(What is being asked): Could you reproduce the listing below with "pitch line" swapped for "field line" and nothing else altered?

(Object detection data):
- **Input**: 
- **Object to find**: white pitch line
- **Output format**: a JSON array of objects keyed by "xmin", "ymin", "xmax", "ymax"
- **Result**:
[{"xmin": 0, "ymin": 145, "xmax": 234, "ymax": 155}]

(Written reply):
- **Input**: 
- **Object to find**: white field line
- **Output format**: a JSON array of objects keyed by "xmin", "ymin", "xmax", "ymax"
- **Result**:
[{"xmin": 0, "ymin": 145, "xmax": 234, "ymax": 155}]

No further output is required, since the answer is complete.